-- Excerpt --
********

A zombie apocalypse is one thing. A volcanic eruption is quite another, for, as the journalist who does a framing voice-over narration for Brooks’ latest puts it, when Mount Rainier popped its cork, “it was the psychological aspect, the hyperbole-fueled hysteria that had ended up killing the most people.” Maybe, but the sasquatches whom the volcano displaced contributed to the statistics, too, if only out of self-defense. Brooks places the epicenter of the Bigfoot war in a high-tech hideaway populated by the kind of people you might find in a Jurassic Park franchise: the schmo who doesn’t know how to do much of anything but tries anyway, the well-intentioned bleeding heart, the know-it-all intellectual who turns out to know the wrong things, the immigrant with a tough backstory and an instinct for survival. Indeed, the novel does double duty as a survival manual, packed full of good advice—for instance, try not to get wounded, for “injury turns you from a giver to a taker. Taking up our resources, our time to care for you.” Brooks presents a case for making room for Bigfoot in the world while peppering his narrative with timely social criticism about bad behavior on the human side of the conflict: The explosion of Rainier might have been better forecast had the president not slashed the budget of the U.S. Geological Survey, leading to “immediate suspension of the National Volcano Early Warning System,” and there’s always someone around looking to monetize the natural disaster and the sasquatch-y onslaught that follows. Brooks is a pro at building suspense even if it plays out in some rather spectacularly yucky episodes, one involving a short spear that takes its name from “the sucking sound of pulling it out of the dead man’s heart and lungs.” Grossness aside, it puts you right there on the scene.

********

-- Recorded information --
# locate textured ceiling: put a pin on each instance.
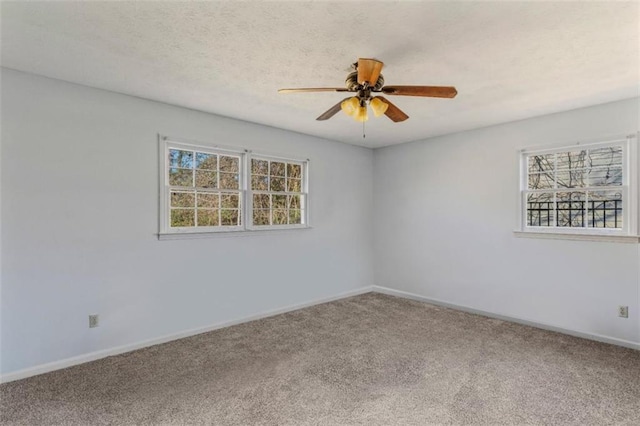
(508, 60)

********

-- Challenge --
Copy out the review of the Bigfoot novel word for word, in full. You won't need the listing.

-- Answer for the task --
A zombie apocalypse is one thing. A volcanic eruption is quite another, for, as the journalist who does a framing voice-over narration for Brooks’ latest puts it, when Mount Rainier popped its cork, “it was the psychological aspect, the hyperbole-fueled hysteria that had ended up killing the most people.” Maybe, but the sasquatches whom the volcano displaced contributed to the statistics, too, if only out of self-defense. Brooks places the epicenter of the Bigfoot war in a high-tech hideaway populated by the kind of people you might find in a Jurassic Park franchise: the schmo who doesn’t know how to do much of anything but tries anyway, the well-intentioned bleeding heart, the know-it-all intellectual who turns out to know the wrong things, the immigrant with a tough backstory and an instinct for survival. Indeed, the novel does double duty as a survival manual, packed full of good advice—for instance, try not to get wounded, for “injury turns you from a giver to a taker. Taking up our resources, our time to care for you.” Brooks presents a case for making room for Bigfoot in the world while peppering his narrative with timely social criticism about bad behavior on the human side of the conflict: The explosion of Rainier might have been better forecast had the president not slashed the budget of the U.S. Geological Survey, leading to “immediate suspension of the National Volcano Early Warning System,” and there’s always someone around looking to monetize the natural disaster and the sasquatch-y onslaught that follows. Brooks is a pro at building suspense even if it plays out in some rather spectacularly yucky episodes, one involving a short spear that takes its name from “the sucking sound of pulling it out of the dead man’s heart and lungs.” Grossness aside, it puts you right there on the scene.